__SOURCE DOCUMENT__:
# 1973 Johnson 65hp...what do you think?



## AnglerRoy (Aug 27, 2019)

Hi Everyone,

I recently acquired a Johnson 65ESL73R outboard motor and controls. It came on a boat I bought.

I’ll start off with what I do know:
1. It is a monster and heavy! LOL
2. Each cylinder has 130psi compression 
3. Stator is leaking black goo
4. Parts that are still available are easier to find in the US, but the majority of the major players don’t ship to Canada.

What I do not know:
1. If it will start
2. How much money I would need to put into it for it to be rock solid reliable.
3. If it is even worth sinking money into
4. When I’m going to need an essential part that is no longer available.

I’ve read and been told, sell it. Not worth putting anything into it unless I wanted to match it to a restored boat from a similar era, etc., and even then, it’s throwing money away that could be better spent on something newer.

It does not have PTT which, if it did, I’d be more inclined to keep it.

What are your thoughts?

Thanks for the advice!


----------



## AnglerRoy (Aug 27, 2019)

From a visual standpoint, the outboard looks to be well maintained...

















Third pic shows the leaking resin from the stator.


----------



## kofkorn (Aug 28, 2019)

The "resin" from under the stator is the most concerning thing. I would pop off the flywheel and see if you can identify exactly where it's coming from. It's highly likely this is a leaky seal from top of the crankshaft. Fairly easy repair to pop the seal out once the flywheel is off. Check to see if the seal is availalble in CA.

Good Luck!


----------



## GYPSY400 (Aug 28, 2019)

If it is an electric shift model RUN!! The electric shift parts are expensive if you can even find them

Sent from my SM-G903W using Tapatalk


----------



## AnglerRoy (Aug 29, 2019)

kofkorn said:


> The "resin" from under the stator is the most concerning thing. I would pop off the flywheel and see if you can identify exactly where it's coming from. It's highly likely this is a leaky seal from top of the crankshaft. Fairly easy repair to pop the seal out once the flywheel is off. Check to see if the seal is availalble in CA.
> 
> Good Luck!



I’ll be pulling the flywheel this fall, but I’m pretty sure that black goo isn’t oil. It’s more of a tar-like substance that has hardened.


----------



## AnglerRoy (Aug 29, 2019)

__RECORDS SHOWN__:
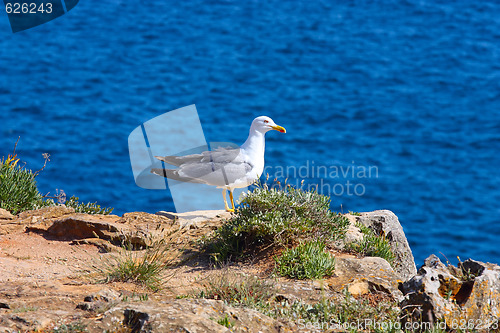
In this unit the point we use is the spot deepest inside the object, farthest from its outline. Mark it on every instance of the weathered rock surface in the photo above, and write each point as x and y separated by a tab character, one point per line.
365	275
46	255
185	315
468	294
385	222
==
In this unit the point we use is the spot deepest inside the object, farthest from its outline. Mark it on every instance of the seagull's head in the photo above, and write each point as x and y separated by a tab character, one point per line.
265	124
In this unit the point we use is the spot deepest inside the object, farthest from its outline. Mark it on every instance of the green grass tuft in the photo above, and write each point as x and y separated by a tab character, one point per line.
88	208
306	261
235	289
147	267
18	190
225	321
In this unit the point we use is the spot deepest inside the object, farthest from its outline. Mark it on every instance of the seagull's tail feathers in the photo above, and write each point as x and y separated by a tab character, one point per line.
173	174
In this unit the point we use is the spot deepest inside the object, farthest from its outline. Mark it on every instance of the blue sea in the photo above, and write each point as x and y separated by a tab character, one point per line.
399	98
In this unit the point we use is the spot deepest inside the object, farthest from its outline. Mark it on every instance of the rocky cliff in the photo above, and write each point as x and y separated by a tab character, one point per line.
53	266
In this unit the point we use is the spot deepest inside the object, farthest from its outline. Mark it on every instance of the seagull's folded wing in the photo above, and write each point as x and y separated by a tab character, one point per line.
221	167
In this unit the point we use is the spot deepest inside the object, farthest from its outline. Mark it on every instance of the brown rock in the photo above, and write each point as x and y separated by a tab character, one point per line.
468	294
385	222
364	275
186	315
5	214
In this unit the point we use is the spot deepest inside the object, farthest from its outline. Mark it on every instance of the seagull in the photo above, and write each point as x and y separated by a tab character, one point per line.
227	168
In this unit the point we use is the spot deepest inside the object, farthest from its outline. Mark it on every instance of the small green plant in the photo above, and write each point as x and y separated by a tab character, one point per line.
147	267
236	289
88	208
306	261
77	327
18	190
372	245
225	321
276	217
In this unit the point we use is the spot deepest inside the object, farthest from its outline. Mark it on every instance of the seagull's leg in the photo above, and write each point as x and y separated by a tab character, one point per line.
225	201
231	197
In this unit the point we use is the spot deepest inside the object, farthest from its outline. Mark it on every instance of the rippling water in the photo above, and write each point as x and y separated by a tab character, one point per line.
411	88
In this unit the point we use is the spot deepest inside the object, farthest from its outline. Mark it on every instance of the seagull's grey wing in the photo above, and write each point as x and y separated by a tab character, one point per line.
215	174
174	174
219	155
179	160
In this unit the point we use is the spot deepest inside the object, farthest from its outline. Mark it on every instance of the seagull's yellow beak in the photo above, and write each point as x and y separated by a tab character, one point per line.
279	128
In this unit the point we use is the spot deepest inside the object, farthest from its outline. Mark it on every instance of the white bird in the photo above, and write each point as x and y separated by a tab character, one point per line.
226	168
---
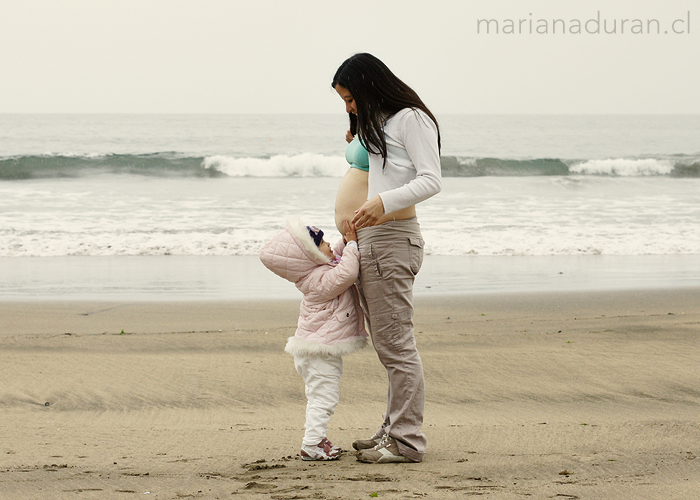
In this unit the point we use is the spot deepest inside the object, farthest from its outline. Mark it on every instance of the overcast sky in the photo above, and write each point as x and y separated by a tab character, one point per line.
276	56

__WRITTEN TASK 1__: In the Johnson outboard thread, what compression reading does the owner report for each cylinder?
__WRITTEN TASK 2__: Print the section of the Johnson outboard thread that starts at the words "3. If it is" and ends after the words "for the advice!", with no changes.

__TASK RESULT 1__: Each cylinder has 130 psi of compression.

__TASK RESULT 2__:
3. If it is even worth sinking money into
4. When I’m going to need an essential part that is no longer available.

I’ve read and been told, sell it. Not worth putting anything into it unless I wanted to match it to a restored boat from a similar era, etc., and even then, it’s throwing money away that could be better spent on something newer.

It does not have PTT which, if it did, I’d be more inclined to keep it.

What are your thoughts?

Thanks for the advice!